# Text block
+ + + +
Wednesday, November 2, 2011

A Private Screening with the Mind's Eye

Like many, I've long fantasized about a machine that records my dreams.  My imagined device—in visions consistently corny and unscientific since childhood—features electrodes affixed to my head which reads and transmits my dreams, and then records them onto a video player.  In the morning, all I have to do is unhook the electrodes, press rewind, maybe grab some popcorn if I've had a particularly rip-roaring dream or two, and press play.  This would be amazing, and this would be horrid.  I'm afraid of what I might have dreamed and forgotten: who knows what might have lurked in the deep canyons of my imagination that night, lurid or embarrassing fantasies let loose during REM sleep but thankfully repressed upon waking.  I'd have to have a private screening before I'd let anyone else see.

According to some U.S. researchers, we might be closer than we think to recording dreams, in theory, a least.  Writing in Nature, Dr. Moran Cerf has said his team has "developed a system capable of recording higher-level brain activity." The aim of Cerf's project is "to develop a system that would enable psychologists to corroborate people's recollections of their dream with an electronic visualisation" of brain activity:
He admits that there is a very long way to go before this simple observation can be translated into a device to record dreams—a "dream catcher." But he thinks it is a possibility—and he said he would like to try.
     The next stage is to monitor the brain activity of the volunteers when they are sleeping.
     The researchers will only be able to identify images or concepts that correlate with those stored on their database. But this data base could in theory be built up—by for example monitoring neuronal activity while the volunteer is watching a film.
     Dr. Roderick Oner, a clinical psychologist and dream expert, believes that while this kind of limited visualisation might be of academic interest, it will not really help in the interpretation of dreams or be of use in therapy.
     "For that you need the entire complex dream narrative," he said.
     Another difficulty with the technique is that to get the kind of resolution needed to monitor individual neurons, subjects had to have electrodes surgically implanted deep inside their brain.
     In the Nature study, the researchers obtained their results by studying patients who had electrodes implanted to monitor and treat them for brain seizures. 
Electrodes surgically implanted deep inside the brain?  Gulp.  In my childhood fantasy the electrodes were simply taped onto my forehead, as in all gullible movies featuring earnest scienticians. The article continues: "By showing volunteers a series of images, Dr. Cerf and his colleagues were able to identify neurons for a wide range of objects and concepts—which they used to build up a database for each patient. These included Bill and Hilary Clinton, the Eiffel Tower and celebrities" (including Marilyn Monroe, of whom an intellectual conjuring apparently lit up a certain neuron in the brain.  I bet.).  The ability to correlate one's dream imagery with the storehouse of public imagery, of course, is as limited as the storehouse itself, and who's in charge of what images get into—or are banned from—the storehouse?  An "entire complex dream narrative" would indeed be the Holy Grail.  And just as elusive.
+ + + +
# Given entries

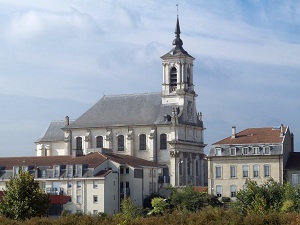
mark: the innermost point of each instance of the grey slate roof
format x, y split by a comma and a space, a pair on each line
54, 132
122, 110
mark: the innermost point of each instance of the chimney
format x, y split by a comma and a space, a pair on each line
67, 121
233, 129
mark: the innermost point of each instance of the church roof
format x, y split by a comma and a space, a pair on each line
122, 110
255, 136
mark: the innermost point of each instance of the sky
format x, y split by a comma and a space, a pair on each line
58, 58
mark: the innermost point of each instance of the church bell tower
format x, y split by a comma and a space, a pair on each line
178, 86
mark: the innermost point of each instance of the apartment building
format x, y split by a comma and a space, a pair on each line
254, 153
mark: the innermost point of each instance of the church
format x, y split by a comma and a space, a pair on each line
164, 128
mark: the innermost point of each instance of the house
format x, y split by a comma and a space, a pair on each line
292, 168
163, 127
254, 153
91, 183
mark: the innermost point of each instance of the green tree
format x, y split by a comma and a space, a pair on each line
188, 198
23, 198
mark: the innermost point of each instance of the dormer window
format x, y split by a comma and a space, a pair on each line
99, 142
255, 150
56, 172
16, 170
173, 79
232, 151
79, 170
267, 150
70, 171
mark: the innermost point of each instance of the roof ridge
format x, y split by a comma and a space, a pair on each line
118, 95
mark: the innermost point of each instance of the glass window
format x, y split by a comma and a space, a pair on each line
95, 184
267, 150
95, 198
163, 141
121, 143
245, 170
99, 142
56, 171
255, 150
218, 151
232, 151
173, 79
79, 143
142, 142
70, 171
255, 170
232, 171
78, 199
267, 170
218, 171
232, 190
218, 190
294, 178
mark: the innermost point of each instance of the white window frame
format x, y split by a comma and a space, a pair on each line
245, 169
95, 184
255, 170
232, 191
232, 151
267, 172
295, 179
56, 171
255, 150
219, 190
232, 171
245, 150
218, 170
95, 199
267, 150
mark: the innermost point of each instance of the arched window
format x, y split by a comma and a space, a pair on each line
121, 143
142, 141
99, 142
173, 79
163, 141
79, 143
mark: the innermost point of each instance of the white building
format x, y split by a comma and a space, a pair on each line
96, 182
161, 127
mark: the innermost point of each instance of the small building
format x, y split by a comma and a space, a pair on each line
+ + + +
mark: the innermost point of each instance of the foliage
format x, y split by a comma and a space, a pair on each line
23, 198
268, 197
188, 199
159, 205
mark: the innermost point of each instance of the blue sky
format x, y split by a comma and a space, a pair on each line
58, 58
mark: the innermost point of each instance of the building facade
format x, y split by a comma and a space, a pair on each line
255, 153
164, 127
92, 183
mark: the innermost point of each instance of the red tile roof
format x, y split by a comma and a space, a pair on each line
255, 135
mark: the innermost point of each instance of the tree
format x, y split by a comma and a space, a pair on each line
+ + + +
# Exercise requirements
1. In the dream-recording post, who is the clinical psychologist and dream expert?
2. Return the part of the dream-recording post that opens with the words containing "Another difficulty with" and closes with "inside their brain.".
3. Resume the dream-recording post from where it stops.

# Results for the exercise
1. Dr. Roderick Oner.

2.
Another difficulty with the technique is that to get the kind of resolution needed to monitor individual neurons, subjects had to have electrodes surgically implanted deep inside their brain.

3.
~~

This morning I awoke having dreamed of being terribly ill with the flu, of getting lost while driving in Washington D.C. (where my car turned into a bicycle, and vice versa, and where the roads morphed from two-lane width to alley-width with no warning); and of keeping pet monkeys in my back yard.  All fun stuff.  I would've loved to have seen those monkeys again!  The babies fit right into the palm of my hand!  I think.  As is the case with most dreams, the moment I awoke, the gradual, then rapid, fading of the REM celluloid began.  I started to then re-imagine what I dreamed; when describing the dreams to Amy just minutes after waking, I was unsure as to details, the order of events, and was as likely inserting and re-purposing details as I was recalling them.  A video recording of these dreams might be interesting to watch, or it might be disappointing.  My monkeys-in-the-backyard dream might've been simply two or three momentary narrative images, not an entire raucous story.  And that dream of getting lost in D.C., my modes of transport suspect, at best?  That might reveal far more to me than I want to admit of how my intense homesickness for the East Coast has shaped me, an voluntary/involuntary exile in the Midwest.  Right there on the big screen.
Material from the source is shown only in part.